YOUR TASK
Copy the data exactly.

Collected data
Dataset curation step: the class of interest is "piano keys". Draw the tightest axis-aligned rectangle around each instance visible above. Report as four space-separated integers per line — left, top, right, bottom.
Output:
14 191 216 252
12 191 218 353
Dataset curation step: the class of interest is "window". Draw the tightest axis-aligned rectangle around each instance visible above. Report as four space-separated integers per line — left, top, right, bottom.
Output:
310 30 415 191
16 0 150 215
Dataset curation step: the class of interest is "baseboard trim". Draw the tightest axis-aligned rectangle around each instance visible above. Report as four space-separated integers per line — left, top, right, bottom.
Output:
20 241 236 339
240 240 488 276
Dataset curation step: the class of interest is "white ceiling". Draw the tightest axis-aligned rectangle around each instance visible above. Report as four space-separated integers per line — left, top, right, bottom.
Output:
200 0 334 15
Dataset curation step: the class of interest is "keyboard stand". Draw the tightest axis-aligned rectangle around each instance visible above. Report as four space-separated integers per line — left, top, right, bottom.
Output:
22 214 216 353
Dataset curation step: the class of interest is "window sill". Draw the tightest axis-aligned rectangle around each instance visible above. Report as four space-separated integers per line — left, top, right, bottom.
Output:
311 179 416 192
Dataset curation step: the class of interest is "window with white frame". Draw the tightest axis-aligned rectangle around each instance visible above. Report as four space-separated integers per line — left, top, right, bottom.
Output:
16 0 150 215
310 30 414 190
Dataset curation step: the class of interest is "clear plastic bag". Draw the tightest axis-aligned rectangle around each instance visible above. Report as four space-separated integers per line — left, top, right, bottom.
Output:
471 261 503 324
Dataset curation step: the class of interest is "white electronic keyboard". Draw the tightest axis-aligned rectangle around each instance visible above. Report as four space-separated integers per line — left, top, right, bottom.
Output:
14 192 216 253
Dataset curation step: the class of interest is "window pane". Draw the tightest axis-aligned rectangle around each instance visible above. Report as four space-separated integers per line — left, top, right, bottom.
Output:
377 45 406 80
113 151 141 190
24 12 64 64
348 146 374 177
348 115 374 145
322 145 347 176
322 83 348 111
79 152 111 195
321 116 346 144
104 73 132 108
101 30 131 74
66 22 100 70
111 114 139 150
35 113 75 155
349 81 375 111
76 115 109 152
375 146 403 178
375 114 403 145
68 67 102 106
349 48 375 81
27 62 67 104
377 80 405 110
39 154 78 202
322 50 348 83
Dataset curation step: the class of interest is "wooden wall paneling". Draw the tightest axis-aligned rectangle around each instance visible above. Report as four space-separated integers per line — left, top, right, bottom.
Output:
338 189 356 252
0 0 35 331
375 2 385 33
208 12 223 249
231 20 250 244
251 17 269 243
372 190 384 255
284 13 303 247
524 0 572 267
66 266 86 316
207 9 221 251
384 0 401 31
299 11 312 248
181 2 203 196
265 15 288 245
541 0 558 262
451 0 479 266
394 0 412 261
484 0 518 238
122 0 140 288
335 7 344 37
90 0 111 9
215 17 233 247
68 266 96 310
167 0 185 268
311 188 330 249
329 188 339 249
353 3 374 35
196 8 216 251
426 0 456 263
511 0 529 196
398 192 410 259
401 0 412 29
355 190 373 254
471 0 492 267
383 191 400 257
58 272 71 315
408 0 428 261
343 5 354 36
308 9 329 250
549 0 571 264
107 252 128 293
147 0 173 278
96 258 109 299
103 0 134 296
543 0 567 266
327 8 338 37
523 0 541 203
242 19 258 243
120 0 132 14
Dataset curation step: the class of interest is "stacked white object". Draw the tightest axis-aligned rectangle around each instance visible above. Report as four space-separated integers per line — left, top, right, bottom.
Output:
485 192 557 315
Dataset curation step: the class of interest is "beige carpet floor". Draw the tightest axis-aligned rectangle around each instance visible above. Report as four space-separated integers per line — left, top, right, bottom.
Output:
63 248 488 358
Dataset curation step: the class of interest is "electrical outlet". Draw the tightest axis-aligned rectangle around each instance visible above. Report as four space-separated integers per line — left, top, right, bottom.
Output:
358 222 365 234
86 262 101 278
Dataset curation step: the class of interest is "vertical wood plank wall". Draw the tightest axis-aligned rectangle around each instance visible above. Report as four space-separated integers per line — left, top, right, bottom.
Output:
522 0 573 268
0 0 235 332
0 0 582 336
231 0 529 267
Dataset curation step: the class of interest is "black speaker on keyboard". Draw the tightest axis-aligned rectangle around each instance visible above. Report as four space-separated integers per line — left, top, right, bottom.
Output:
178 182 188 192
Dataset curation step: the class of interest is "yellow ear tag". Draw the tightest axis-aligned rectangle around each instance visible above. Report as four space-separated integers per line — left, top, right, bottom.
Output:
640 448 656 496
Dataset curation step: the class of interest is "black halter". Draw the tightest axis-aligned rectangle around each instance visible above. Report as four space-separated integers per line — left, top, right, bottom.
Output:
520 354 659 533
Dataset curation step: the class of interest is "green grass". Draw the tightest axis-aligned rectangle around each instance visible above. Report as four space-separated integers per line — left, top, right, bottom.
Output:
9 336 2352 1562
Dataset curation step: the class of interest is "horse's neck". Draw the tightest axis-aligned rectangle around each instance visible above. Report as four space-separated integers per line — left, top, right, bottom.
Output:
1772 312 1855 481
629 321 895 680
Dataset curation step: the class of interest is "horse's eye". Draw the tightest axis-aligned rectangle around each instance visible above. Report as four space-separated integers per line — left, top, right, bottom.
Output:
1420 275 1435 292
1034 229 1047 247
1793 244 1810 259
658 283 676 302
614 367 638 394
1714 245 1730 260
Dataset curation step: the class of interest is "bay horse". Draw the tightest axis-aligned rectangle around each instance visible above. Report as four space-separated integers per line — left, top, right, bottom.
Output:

WORKED SOLUTION
Dataset curation step: the class of interest is "piano keys". Draw the tightest axis-aligned rectangle around each instance visible above. Report as four space-separated integers per line — left, top, right, bottom.
Output:
14 191 216 252
12 191 218 353
Dataset curation step: the class of interest is "window". Draw the tightest axis-aligned rectangle around each instance visible above. Report as four space-separated integers per line — left, top, right, bottom.
Output:
310 30 415 191
16 0 150 215
Dataset curation step: the class of interest is "baseboard trim". Draw the tightest axis-aligned rectangle around each instance visible above. Report as four space-separated integers per line — left, top, right, bottom.
Output:
20 241 236 339
240 240 488 276
Dataset curation step: the class of interest is "white ceiling". Draw the tightest axis-aligned rectangle around each instance visible above. Report as four space-separated integers per line — left, top, right, bottom.
Output:
200 0 334 15
Dataset curation step: the class of interest is "keyboard stand". Draw the tightest axis-aligned rectangle around each instance visible above. Report as four space-separated integers per line — left, top, right, bottom.
Output:
22 214 216 353
Dataset curation step: the class of interest is "window sill". Draw the tightest axis-aligned rectangle around each instance visible above. Report as four space-separated integers per line — left, top, right, bottom.
Output:
311 179 416 192
Dataset curation step: the class of interest is "window with white frame". Draw the tightest axis-aligned rectangle around each instance visible above. Report as four space-separated integers per line — left, top, right, bottom.
Output:
16 0 150 215
310 30 414 190
Dataset curation step: the class of interest is "clear plastic bag". Draw the tightest axis-aligned rectangle around each instance visible above. Report as four space-separated integers per line — left, top, right, bottom.
Output:
471 261 503 324
Dataset curation step: the class of interest is "white electronic keyboard". Draw the tightest axis-aligned rectangle around each instance visible above. Report as four space-separated integers per line — left, top, right, bottom.
Output:
14 192 216 253
Dataset curation step: the class of interest is "window pane". Draw the tightest axis-aligned rectangle around each instance visible above. Report as four space-separated integers per line — left, top, right, bottom.
Output:
377 45 406 80
113 151 141 190
24 12 64 64
348 146 374 177
348 115 374 145
322 145 347 176
322 83 348 111
79 152 111 195
321 116 346 144
104 73 132 108
101 30 131 74
66 22 100 70
111 114 139 150
35 113 75 155
349 81 375 111
76 115 109 152
375 146 403 178
375 114 403 145
68 67 102 106
349 48 375 81
27 62 67 104
377 80 405 110
39 154 78 202
322 50 348 83
Dataset curation step: the class of interest is "wooden wall paneling". Draw the tightest axis-aligned rectangle around each instance visible above. Report as four space-separated integers per line — left, top, right, bottom.
Output:
338 189 356 252
0 0 35 331
375 2 385 33
208 12 223 249
231 20 250 244
251 17 269 243
372 190 384 255
284 13 303 247
524 0 572 267
66 266 86 316
207 9 221 251
384 0 401 31
299 11 312 248
181 2 203 196
265 15 288 245
541 0 558 262
451 0 479 266
394 0 412 261
484 0 518 238
122 0 140 288
335 7 344 37
90 0 111 9
215 17 233 247
68 266 96 310
167 0 185 268
311 188 330 249
329 188 339 249
353 3 374 35
196 8 216 251
426 0 456 263
511 0 529 196
398 192 410 259
401 0 412 29
355 190 373 254
471 0 492 267
383 191 400 257
58 272 71 315
408 0 428 261
343 5 354 36
308 9 329 250
549 0 571 264
107 252 128 293
147 0 173 278
96 258 109 299
103 0 134 296
543 0 567 266
327 8 338 37
523 0 541 203
242 19 258 243
120 0 132 14
Dataset curation step: the class of interest is "stacked white object". Draw the tightest axis-aligned rectangle around each instance visible above. Report as four space-separated integers per line — left, top, right, bottom.
Output:
485 192 557 315
Dataset curation step: the class of interest is "beige carpet floor". Draw the tightest axis-aligned rectangle around each instance visible above. Report as four space-separated integers per line — left, top, right, bottom.
Output:
63 248 488 358
Dataset curation step: the class of interest is "electrical outlet". Draw the tightest axis-aligned rectangle around each instance visible above. Report as four space-separated integers per line — left, top, right, bottom.
Output:
358 222 365 234
86 262 101 278
Dataset curation step: the class of interest is "vertical wood plank wall". Draw the tightest axis-aligned rectangle around each instance visible above. Report as four space-separated integers per line — left, top, right, bottom.
Output:
522 0 573 268
0 0 235 332
0 0 582 336
231 0 529 267
Dataset curation step: the class of interest is "black speaker on keyboard". Draw the tightest axis-aligned rectangle around each instance visible above. Report as four space-separated integers per line — left, top, right, bottom.
Output:
178 182 188 192
Dataset curation step: the class of interest is "yellow ear tag". Draw the tightest axis-aligned rectangle around each instance visible above. Report as four space-separated integers per line — left, top, right, bottom.
Output:
640 448 656 496
Dataset curation step: the class of interest is "black halter". Draw the tightest axis-aligned rectangle around each instance visible above. Report as four space-separated integers per line — left, top, right, bottom.
Output:
520 354 659 533
Dataset curation step: the class of interest is "green grass". Draw the tightest axis-aligned rectangle around each instance visible above. Report as four space-separated integers per line — left, top, right, bottom.
Output:
9 336 2352 1562
Dataset curation step: the class of interest is "horse's neck". Draw the tightest axis-aligned rectangle around each instance visible above. Report as four space-separated integers per line — left, top, right, bottom.
Output:
1772 312 1855 481
629 321 895 680
Dataset curation step: the class of interest is "horse's eye". Draw the tightest axis-aligned rectangle around each instance visible above. Report as four space-separated integers per line — left, top, right, bottom.
Output:
1420 275 1435 292
1034 229 1047 247
1793 244 1810 259
658 283 676 302
614 367 638 394
1714 245 1730 260
Dataset curation step: the class of interest is "bay horse". Draw the tightest axis-aligned rectangle around each instance visible above. Report as four space-separated integers per line — left, top, right, bottom.
Output:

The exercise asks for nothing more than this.